(Records of labeled boxes)
* * * * * * * * *
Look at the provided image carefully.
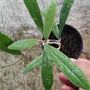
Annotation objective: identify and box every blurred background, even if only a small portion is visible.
[0,0,90,90]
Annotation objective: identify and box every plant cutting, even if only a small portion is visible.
[0,0,90,90]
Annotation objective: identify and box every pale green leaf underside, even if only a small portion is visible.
[8,39,39,50]
[23,55,43,74]
[24,0,43,32]
[42,8,59,39]
[59,0,74,36]
[43,0,57,39]
[44,45,90,90]
[0,32,22,55]
[41,50,53,90]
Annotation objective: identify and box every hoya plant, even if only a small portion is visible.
[0,0,90,90]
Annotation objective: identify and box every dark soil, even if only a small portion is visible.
[49,25,83,59]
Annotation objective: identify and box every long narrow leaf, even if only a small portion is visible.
[42,8,59,39]
[59,0,74,36]
[0,32,21,55]
[8,39,38,50]
[42,51,53,90]
[44,45,90,90]
[23,55,43,74]
[24,0,43,32]
[43,0,57,39]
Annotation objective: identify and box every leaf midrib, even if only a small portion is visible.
[47,46,87,86]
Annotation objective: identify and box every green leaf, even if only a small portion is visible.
[52,22,59,39]
[0,32,22,55]
[44,45,90,90]
[43,0,57,39]
[59,0,74,36]
[24,0,43,32]
[23,55,43,74]
[42,8,59,39]
[41,51,53,90]
[8,39,39,50]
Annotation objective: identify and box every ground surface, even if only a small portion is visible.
[0,0,90,90]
* * * * * * * * *
# [WHAT TO PRODUCE]
Can you write out every line of the data above word for word, leaving out the pictures?

# [FULL SOLUTION]
Look at the provided image carefully.
Annotation objective: identify and box every blurred background, even if only a small portion is visible.
[0,0,90,90]
Annotation objective: identify and box every plant cutting, even if only a small portion is visible.
[0,0,90,90]
Annotation objective: identify and box every pale green leaf underside, even if only a small portion is visible.
[8,39,39,50]
[23,55,43,74]
[24,0,43,32]
[42,8,59,39]
[59,0,74,36]
[43,0,57,39]
[44,45,90,90]
[0,32,22,55]
[41,50,53,90]
Annotation objective: identify and box every hoya plant, even if only a small portion is visible.
[0,0,90,90]
Annotation objective: identify and box every dark soil, even if only a small portion is visible.
[49,25,83,59]
Annotation objective: identify and box every long narrow leaf, even if only a small portion is visible.
[42,8,59,39]
[59,0,74,36]
[0,32,21,55]
[8,39,38,50]
[42,51,53,90]
[44,45,90,90]
[23,55,43,74]
[24,0,43,32]
[43,0,57,39]
Annotation objective: identify and box every leaf midrib, even if only a small portion is visible.
[47,46,87,86]
Annotation objective: identify and box every green leaf, even if only a small portion is visible.
[52,22,59,39]
[0,32,22,55]
[44,45,90,90]
[43,0,57,39]
[59,0,74,36]
[24,0,43,32]
[23,55,43,74]
[42,8,59,39]
[41,51,53,90]
[8,39,39,50]
Annotation objective: identify and box every ground surface, even if only a small portion is visible.
[0,0,90,90]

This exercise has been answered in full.